◆ What needs to be done ◆
Please echo everything from the first line down to the line containing "[382,11,474,100]", including both, with nothing changed.

◆ Recorded data ◆

►

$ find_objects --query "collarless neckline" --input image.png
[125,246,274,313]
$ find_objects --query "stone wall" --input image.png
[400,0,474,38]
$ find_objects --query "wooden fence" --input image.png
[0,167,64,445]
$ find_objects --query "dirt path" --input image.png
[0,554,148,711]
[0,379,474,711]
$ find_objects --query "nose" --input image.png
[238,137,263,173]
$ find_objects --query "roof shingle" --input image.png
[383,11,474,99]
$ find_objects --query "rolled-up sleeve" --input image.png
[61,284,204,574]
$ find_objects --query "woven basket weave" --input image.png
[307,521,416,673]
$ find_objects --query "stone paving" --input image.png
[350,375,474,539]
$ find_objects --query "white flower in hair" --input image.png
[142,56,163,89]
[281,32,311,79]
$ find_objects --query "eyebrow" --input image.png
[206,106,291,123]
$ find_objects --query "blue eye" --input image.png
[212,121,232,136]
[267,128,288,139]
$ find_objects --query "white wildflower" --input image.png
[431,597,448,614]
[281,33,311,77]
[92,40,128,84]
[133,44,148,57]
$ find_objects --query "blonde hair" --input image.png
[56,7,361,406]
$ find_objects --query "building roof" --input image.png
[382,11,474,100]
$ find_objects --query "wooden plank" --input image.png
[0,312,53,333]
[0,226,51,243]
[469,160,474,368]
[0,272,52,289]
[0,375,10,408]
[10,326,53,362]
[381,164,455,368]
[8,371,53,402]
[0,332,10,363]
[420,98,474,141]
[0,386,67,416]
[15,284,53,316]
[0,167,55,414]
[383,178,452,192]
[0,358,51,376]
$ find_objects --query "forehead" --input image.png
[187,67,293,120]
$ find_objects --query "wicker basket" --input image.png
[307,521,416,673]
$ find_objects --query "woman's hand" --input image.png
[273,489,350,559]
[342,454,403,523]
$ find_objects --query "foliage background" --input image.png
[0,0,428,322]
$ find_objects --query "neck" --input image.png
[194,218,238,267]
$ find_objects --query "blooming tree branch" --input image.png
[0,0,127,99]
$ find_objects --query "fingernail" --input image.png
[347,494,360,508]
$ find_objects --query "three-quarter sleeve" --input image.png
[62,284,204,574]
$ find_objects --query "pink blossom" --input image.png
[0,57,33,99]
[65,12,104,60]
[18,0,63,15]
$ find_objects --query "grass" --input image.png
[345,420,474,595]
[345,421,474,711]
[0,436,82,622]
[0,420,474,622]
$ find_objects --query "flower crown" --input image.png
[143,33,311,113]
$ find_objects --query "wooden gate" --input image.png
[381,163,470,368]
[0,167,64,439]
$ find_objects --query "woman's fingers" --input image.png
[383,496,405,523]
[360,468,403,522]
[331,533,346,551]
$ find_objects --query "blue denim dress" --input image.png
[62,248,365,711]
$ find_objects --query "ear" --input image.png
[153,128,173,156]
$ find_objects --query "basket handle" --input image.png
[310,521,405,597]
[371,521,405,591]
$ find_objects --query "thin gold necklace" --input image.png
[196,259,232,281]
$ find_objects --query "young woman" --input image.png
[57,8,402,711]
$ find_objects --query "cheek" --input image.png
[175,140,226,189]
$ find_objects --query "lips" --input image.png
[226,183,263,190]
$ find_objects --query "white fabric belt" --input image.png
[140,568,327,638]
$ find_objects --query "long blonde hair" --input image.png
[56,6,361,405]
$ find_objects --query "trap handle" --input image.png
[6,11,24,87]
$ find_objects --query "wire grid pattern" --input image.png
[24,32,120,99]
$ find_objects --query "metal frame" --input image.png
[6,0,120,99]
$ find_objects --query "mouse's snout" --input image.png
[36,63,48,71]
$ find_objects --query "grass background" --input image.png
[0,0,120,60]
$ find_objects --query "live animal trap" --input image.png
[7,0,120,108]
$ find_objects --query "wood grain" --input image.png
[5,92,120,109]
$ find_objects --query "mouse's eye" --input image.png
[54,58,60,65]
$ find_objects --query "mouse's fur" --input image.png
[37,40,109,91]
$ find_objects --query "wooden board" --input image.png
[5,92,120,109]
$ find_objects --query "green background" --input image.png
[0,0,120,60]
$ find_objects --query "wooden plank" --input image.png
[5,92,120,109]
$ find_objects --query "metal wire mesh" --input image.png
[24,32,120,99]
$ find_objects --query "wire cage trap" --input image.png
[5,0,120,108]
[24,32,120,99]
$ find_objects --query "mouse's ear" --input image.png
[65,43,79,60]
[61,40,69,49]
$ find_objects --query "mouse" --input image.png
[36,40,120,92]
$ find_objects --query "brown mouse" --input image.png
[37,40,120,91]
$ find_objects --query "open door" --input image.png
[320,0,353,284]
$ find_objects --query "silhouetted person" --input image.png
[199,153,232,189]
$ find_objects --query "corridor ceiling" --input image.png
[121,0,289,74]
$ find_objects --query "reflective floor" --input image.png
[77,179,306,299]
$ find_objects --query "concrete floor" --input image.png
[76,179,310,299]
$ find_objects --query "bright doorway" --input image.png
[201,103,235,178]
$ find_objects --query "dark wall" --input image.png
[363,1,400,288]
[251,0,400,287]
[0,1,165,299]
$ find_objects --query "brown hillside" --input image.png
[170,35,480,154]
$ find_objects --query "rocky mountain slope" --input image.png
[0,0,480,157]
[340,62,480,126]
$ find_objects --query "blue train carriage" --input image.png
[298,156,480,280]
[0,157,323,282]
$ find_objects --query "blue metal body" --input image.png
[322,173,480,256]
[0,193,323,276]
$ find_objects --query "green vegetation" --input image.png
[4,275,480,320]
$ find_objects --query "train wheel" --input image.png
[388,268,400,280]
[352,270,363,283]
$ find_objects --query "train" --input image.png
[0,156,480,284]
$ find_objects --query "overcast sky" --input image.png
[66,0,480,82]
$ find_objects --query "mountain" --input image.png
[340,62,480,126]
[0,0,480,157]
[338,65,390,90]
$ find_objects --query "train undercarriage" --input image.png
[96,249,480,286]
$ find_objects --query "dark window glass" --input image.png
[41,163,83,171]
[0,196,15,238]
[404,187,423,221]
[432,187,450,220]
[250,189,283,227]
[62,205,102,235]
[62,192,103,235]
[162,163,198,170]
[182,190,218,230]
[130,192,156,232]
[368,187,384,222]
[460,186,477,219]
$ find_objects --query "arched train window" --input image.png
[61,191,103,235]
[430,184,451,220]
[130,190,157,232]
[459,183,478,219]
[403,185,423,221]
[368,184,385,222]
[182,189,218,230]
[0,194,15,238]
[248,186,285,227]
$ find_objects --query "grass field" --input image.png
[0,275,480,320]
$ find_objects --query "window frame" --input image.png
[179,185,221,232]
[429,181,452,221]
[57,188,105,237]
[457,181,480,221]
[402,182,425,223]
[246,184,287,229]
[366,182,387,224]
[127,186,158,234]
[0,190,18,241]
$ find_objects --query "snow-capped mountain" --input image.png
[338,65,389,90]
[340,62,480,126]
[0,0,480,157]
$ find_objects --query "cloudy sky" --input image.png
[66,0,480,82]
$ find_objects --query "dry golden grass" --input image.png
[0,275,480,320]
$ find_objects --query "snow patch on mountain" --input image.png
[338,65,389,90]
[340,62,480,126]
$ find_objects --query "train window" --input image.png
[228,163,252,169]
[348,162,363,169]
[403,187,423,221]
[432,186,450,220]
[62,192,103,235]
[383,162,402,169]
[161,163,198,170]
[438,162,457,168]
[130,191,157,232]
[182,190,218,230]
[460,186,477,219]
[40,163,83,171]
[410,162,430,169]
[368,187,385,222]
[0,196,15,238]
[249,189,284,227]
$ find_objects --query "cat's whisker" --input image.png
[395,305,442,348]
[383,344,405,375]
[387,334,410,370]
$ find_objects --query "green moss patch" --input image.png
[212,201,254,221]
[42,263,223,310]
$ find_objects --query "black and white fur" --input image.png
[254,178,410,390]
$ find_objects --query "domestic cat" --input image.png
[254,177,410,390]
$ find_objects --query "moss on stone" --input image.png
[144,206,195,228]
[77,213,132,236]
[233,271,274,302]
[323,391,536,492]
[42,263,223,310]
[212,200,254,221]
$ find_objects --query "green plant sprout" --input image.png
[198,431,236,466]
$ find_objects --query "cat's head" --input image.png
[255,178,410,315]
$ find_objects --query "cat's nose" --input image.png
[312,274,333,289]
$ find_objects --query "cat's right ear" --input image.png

◄

◆ Result of the exercise ◆
$ find_objects --query "collarless neckline" --input image.png
[125,246,274,313]
$ find_objects --query "stone wall" --input image.png
[400,0,474,38]
$ find_objects --query "wooden fence" --input image.png
[0,167,64,445]
$ find_objects --query "dirt path" --input image.png
[0,554,148,711]
[0,379,474,711]
$ find_objects --query "nose" --input image.png
[238,137,263,173]
$ find_objects --query "roof shingle" --input image.png
[383,11,474,99]
$ find_objects --query "rolled-up sleeve" --input image.png
[61,284,204,574]
$ find_objects --query "woven basket weave" --input image.png
[307,521,416,673]
$ find_objects --query "stone paving" --input image.png
[350,375,474,539]
$ find_objects --query "white flower in hair" --input image.png
[142,56,163,89]
[281,32,311,79]
$ find_objects --query "eyebrow" --input image.png
[206,106,291,123]
$ find_objects --query "blue eye" --input image.png
[212,121,232,136]
[267,128,288,139]
$ find_objects --query "white wildflower" --input image.png
[431,597,448,614]
[281,33,311,77]
[92,40,128,84]
[133,44,148,57]
$ find_objects --query "blonde hair" --input image.png
[56,7,361,406]
$ find_objects --query "building roof" --input image.png
[382,11,474,100]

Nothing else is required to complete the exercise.